Resultados e discussão
Nas assembleias de Caps, entre a politização e o esvaziamento político, localizou-se as seguintes ações analisadoras: engrandecer demais a missão a cumprir; recorrer à infantilização por meio de pedagogismos e patologismos; enquadrar e encaixotar os debates e as ideias; ensurdecer, falar sem parar e disputar o espaço; baixar a potência das propostas pela falta de ressonância; informar sem ter informação; estabelecer compromisso vazio; esmiuçar inutilmente os passos de operacionalização de um trato; vigiar e punir; intrometer-se onde (não) é chamado; separar questões individuais e coletivas; controlar o controle social; tratar miseravelmente das misérias sociais; notar e encarar assuntos espinhosos. Tais ações, certamente, remetem ao vício do pesquisador em procurar a falta, os equívocos ou o grotesco, o que não é necessariamente ruim, pois ajuda a localizar as ações de esvaziamento político. Entretanto, se faz necessário um esforço para encontrar as potências, que criam maneiras de resistir aos rebaixamentos e de ativar as forças mais emancipatórias dos sujeitos, sobretudo em um momento sociopolítico de tamanha desvitalização das experiências do comum.

Material fornecido
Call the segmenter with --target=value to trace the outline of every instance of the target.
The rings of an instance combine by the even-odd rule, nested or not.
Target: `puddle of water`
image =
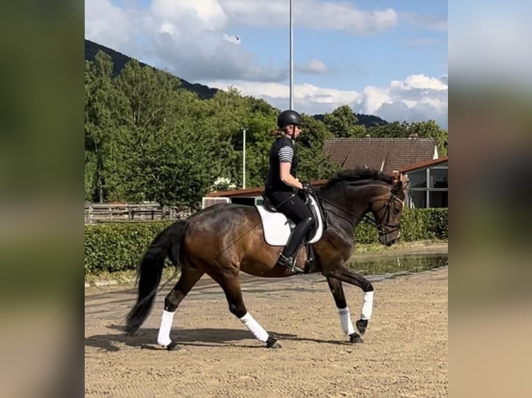
[[[385,256],[371,259],[355,259],[349,264],[349,268],[363,275],[404,275],[433,270],[447,265],[447,253]]]

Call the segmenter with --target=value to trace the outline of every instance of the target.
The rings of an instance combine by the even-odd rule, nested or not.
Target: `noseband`
[[[375,222],[370,218],[372,221],[370,223],[376,227],[379,236],[382,236],[383,235],[386,235],[388,234],[391,234],[392,232],[395,232],[396,231],[401,230],[401,224],[398,224],[397,223],[390,223],[388,221],[390,220],[390,211],[392,208],[392,204],[393,203],[394,200],[398,201],[403,207],[404,207],[404,202],[401,199],[397,198],[393,193],[390,193],[390,198],[388,200],[386,200],[386,202],[383,205],[382,207],[381,207],[377,211],[375,212],[379,213],[382,211],[383,209],[384,209],[384,214],[383,214],[383,216],[381,217],[381,220],[378,222]],[[386,218],[386,223],[384,223],[385,218]],[[385,230],[385,227],[392,228],[392,230],[387,232]]]

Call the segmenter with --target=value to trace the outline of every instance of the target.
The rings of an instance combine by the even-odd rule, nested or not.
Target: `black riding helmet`
[[[277,126],[279,128],[284,128],[289,124],[301,124],[301,116],[294,110],[283,110],[277,116]]]

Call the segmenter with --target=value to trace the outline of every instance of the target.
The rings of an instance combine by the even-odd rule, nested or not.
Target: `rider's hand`
[[[310,193],[312,192],[312,187],[310,187],[310,184],[308,182],[303,182],[301,183],[301,191],[306,193]]]

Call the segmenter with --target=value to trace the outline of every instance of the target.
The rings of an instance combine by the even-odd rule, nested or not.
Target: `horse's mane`
[[[368,183],[381,181],[387,184],[393,184],[394,176],[374,168],[357,168],[354,170],[341,170],[331,176],[327,181],[325,189],[332,188],[341,183],[363,181],[367,181]]]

Tarefas do exercício
1/ No trecho sobre as assembleias de Caps, qual é a última ação analisadora da lista?
2/ Prossiga o trecho sobre as assembleias de Caps a partir da última frase.

Respostas por tarefa
1/ Notar e encarar assuntos espinhosos.

2/
Conclusões/Considerações finais
O estudo, nos rastros de Anna Tsing, solta esporos com destino incerto, à procura de novas ideias e práticas políticas. Enuncia a necessidade de travar combate contra o convívio amistoso com a escassez, a ordem progressista e a insistência do binômio indivíduo-coletivo. E a relevância de buscar mais minuciosa e precisamente pelas intervenções institucionais que produzam análises com força de transformação emancipadora.